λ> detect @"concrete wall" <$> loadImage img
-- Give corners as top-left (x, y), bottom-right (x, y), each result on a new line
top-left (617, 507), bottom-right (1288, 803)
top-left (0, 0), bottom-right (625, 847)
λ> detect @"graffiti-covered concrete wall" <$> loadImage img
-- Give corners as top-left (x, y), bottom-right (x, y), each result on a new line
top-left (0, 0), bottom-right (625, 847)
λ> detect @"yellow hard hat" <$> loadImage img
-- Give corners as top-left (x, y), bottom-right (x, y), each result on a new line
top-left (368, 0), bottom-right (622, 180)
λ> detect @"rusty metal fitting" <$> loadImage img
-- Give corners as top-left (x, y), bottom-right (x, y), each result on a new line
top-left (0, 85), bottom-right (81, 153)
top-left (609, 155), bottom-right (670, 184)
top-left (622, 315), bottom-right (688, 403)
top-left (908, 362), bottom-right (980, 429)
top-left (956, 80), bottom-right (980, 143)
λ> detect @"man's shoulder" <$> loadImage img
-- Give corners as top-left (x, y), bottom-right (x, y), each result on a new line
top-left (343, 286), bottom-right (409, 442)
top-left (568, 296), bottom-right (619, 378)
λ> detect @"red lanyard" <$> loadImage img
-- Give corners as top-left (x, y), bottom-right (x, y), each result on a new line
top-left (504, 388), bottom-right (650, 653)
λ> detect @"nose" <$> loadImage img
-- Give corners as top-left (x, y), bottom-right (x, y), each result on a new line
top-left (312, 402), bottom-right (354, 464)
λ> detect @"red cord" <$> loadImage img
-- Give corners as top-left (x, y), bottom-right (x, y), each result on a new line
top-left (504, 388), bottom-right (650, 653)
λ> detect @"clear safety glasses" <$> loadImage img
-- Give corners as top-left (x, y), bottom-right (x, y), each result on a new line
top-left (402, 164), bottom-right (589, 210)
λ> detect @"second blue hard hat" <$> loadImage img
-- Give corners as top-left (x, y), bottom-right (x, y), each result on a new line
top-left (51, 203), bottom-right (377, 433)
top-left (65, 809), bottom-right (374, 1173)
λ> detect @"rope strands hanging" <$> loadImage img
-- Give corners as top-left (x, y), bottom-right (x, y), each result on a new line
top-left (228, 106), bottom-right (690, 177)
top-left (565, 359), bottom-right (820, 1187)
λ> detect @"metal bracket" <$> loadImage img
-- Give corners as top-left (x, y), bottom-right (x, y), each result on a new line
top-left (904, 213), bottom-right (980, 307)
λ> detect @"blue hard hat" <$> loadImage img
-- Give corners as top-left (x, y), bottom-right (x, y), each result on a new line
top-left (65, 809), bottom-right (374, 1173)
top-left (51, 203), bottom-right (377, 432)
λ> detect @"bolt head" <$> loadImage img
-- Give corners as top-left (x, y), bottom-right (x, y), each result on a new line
--- --- ---
▶ What you will do
How many lines in the rows above contain the string "concrete"? Reply with the number alone.

▶ Correct result
2